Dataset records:
____________________

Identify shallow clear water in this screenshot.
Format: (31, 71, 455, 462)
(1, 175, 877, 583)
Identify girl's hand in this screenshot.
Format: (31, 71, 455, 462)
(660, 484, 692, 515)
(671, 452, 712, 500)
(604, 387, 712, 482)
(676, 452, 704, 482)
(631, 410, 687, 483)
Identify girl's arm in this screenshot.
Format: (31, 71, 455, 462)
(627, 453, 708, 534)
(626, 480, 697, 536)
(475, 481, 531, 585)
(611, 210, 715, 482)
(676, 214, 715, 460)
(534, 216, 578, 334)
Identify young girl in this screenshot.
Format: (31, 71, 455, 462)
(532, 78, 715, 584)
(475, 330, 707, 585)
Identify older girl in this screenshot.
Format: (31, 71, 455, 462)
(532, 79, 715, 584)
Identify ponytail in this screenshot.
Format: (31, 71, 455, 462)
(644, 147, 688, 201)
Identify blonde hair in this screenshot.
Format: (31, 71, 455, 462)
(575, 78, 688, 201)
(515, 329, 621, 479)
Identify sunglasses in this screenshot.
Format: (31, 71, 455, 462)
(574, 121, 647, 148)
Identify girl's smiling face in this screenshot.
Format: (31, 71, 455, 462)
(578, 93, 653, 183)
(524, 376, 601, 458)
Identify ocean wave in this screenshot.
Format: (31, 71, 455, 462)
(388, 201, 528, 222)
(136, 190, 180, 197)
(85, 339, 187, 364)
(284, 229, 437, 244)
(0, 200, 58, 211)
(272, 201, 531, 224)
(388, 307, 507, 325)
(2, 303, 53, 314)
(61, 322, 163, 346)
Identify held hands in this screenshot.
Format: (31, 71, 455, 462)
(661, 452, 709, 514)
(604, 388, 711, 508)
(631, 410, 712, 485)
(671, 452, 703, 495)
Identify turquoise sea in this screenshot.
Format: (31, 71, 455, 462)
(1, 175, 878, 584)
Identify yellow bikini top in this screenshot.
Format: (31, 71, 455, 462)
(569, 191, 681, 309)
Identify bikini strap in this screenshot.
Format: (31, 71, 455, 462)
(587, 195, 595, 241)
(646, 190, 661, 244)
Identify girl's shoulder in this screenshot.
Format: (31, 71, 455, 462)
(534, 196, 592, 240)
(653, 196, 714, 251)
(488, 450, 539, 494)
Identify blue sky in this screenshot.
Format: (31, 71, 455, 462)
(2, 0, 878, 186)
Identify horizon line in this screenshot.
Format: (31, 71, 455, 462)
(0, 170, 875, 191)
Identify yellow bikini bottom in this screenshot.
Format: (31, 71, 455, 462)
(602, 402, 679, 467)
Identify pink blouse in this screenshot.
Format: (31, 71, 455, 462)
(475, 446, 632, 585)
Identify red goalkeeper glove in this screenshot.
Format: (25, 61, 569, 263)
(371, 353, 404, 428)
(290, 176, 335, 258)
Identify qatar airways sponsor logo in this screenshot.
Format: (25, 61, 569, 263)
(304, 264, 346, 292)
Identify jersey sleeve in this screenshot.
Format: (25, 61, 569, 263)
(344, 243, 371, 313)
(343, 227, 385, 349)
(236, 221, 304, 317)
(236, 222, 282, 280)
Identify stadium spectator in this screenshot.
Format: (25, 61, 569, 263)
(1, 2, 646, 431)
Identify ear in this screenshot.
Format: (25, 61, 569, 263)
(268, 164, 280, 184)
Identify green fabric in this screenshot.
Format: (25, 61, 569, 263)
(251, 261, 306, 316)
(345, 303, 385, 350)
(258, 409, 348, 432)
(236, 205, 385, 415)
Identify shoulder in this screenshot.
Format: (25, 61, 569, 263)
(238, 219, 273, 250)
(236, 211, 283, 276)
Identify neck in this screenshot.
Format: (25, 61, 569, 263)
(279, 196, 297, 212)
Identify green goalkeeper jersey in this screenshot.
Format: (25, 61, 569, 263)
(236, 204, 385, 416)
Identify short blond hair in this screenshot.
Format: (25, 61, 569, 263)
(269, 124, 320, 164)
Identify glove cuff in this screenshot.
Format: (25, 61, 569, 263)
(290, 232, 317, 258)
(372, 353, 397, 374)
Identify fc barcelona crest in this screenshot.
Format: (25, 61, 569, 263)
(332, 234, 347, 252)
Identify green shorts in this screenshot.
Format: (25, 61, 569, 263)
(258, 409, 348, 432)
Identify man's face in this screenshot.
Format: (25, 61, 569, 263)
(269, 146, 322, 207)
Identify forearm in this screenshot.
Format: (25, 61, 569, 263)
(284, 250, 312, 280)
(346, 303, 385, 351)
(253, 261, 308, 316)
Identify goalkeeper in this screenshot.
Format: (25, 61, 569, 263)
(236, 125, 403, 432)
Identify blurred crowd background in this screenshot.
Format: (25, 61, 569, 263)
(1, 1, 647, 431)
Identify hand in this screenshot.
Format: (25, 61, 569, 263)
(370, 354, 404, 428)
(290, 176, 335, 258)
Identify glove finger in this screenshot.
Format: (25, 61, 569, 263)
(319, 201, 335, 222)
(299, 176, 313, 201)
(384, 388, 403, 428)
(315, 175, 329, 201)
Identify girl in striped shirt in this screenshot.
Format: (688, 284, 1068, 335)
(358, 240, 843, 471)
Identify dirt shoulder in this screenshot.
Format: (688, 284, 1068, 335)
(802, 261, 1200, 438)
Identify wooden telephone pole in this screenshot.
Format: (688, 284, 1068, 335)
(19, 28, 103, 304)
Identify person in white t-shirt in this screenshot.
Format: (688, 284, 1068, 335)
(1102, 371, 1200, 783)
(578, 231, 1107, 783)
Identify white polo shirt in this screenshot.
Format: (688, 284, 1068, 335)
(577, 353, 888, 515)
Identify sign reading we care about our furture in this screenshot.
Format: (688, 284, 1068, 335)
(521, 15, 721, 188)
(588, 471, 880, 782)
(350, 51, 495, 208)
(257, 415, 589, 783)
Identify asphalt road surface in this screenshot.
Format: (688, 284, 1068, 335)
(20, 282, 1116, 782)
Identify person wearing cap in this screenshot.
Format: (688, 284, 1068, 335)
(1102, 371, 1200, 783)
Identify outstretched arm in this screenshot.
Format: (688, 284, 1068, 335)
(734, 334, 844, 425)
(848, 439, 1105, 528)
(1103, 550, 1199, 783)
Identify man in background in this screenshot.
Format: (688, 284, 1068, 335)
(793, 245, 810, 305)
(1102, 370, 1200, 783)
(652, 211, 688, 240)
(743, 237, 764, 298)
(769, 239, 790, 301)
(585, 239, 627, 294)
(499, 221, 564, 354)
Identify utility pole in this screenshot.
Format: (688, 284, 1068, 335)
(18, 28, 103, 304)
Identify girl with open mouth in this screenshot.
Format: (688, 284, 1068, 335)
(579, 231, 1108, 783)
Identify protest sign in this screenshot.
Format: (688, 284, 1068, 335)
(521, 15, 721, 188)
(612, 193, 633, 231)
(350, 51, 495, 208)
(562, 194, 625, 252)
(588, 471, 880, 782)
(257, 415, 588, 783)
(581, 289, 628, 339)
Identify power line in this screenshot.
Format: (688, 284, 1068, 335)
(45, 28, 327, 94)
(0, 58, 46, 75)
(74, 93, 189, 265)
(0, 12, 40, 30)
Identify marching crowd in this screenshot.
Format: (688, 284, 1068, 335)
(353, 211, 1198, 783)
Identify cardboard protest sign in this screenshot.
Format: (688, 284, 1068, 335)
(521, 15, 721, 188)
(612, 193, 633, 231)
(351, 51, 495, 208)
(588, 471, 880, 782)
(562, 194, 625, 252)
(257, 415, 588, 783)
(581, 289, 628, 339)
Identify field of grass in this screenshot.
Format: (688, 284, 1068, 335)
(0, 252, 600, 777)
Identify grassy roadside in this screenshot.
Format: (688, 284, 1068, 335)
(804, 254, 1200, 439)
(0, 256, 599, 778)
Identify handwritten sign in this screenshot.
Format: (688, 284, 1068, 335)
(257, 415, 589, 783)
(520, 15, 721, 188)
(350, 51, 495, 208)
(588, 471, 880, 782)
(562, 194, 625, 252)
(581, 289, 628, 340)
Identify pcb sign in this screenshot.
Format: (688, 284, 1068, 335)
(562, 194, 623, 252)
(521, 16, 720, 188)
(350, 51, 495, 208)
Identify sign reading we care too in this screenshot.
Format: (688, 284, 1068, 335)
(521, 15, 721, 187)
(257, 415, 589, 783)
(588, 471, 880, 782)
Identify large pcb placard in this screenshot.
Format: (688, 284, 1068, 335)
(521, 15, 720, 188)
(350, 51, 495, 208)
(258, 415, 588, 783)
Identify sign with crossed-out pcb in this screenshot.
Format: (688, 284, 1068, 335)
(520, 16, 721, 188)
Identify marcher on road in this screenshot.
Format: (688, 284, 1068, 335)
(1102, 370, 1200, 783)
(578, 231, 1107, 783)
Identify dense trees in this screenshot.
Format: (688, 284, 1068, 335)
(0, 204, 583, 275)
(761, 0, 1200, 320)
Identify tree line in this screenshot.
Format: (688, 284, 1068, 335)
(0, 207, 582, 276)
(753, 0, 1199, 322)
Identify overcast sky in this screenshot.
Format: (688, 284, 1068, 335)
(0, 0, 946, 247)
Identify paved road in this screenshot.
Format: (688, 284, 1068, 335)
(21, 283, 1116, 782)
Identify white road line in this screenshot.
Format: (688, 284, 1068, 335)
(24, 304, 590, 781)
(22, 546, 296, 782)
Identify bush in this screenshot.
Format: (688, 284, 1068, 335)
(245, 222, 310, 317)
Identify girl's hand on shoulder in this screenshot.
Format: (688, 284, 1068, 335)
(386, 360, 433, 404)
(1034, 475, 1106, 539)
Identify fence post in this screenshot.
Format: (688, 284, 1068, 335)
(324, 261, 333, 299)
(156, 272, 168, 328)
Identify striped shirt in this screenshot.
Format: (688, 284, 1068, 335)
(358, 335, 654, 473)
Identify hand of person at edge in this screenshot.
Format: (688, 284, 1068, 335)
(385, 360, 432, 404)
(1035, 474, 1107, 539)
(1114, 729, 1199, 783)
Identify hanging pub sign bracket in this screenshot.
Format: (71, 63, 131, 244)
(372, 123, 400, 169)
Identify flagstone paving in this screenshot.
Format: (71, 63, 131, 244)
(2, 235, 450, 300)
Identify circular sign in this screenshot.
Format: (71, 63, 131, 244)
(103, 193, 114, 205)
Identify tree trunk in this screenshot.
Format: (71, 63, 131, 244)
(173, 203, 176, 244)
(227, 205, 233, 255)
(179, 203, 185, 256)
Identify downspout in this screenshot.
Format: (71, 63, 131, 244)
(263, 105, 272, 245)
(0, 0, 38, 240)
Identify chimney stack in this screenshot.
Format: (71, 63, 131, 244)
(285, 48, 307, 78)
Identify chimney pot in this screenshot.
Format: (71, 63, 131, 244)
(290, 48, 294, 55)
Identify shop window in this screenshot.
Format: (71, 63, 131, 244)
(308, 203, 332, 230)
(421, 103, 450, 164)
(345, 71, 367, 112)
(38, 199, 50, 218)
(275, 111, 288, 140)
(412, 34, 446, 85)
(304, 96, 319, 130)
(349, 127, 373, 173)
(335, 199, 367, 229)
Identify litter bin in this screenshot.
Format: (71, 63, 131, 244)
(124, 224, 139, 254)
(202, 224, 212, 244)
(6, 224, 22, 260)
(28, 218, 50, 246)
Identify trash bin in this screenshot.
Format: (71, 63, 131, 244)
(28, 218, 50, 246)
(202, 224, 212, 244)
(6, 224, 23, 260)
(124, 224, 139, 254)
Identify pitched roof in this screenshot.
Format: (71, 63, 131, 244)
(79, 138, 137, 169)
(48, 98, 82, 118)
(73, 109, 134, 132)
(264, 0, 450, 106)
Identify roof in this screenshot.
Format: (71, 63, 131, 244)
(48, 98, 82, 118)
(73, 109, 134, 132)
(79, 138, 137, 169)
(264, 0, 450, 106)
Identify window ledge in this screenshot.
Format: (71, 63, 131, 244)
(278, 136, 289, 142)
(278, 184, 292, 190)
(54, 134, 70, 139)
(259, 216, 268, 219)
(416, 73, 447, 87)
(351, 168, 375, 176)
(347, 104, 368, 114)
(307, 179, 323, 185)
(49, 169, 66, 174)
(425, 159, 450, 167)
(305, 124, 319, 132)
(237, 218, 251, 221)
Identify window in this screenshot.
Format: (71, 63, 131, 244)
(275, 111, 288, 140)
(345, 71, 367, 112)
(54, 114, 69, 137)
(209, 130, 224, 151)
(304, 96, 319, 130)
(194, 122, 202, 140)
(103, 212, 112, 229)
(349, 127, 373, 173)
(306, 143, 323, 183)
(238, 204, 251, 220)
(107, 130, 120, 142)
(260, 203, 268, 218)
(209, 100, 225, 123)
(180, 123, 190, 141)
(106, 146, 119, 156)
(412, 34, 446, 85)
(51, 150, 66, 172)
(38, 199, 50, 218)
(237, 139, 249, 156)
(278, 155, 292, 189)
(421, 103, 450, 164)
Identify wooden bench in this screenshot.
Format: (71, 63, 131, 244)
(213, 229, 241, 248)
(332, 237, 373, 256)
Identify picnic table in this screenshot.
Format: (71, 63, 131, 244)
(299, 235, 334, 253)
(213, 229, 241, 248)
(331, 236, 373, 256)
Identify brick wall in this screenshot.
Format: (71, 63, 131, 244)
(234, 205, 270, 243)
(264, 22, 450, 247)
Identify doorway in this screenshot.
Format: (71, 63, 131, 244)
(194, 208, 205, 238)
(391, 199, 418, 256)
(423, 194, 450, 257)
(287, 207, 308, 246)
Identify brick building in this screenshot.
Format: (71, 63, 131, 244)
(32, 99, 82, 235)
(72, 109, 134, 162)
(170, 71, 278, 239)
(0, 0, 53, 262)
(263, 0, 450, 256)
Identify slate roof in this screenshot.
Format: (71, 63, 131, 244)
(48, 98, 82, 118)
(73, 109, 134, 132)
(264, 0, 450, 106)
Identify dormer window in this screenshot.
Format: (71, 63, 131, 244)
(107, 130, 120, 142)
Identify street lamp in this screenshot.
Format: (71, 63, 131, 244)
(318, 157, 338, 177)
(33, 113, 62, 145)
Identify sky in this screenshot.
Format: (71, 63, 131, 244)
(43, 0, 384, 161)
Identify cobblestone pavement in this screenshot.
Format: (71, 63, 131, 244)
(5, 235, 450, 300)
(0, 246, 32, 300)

____________________

Task prompt:
Print exactly the lines above, between the one holding "Identify sign with" and the one holding "Identify white road line in this screenshot.", inclusive, and nothing besides.

Answer section:
Identify sign with crossed-out pcb in this screenshot.
Format: (688, 284, 1068, 335)
(520, 16, 721, 188)
Identify marcher on road in this screenshot.
Format: (688, 284, 1068, 335)
(1102, 370, 1200, 783)
(578, 231, 1107, 783)
Identify dense trees in this screenshot.
Format: (688, 284, 1068, 335)
(0, 204, 583, 275)
(761, 0, 1200, 320)
Identify tree line in this screenshot.
Format: (688, 284, 1068, 335)
(0, 207, 582, 276)
(753, 0, 1199, 322)
Identify overcast sky in this screenshot.
Format: (688, 284, 1068, 335)
(0, 0, 946, 247)
Identify paved road in this screenshot.
Format: (688, 284, 1068, 335)
(21, 283, 1116, 782)
Identify white road line in this screenshot.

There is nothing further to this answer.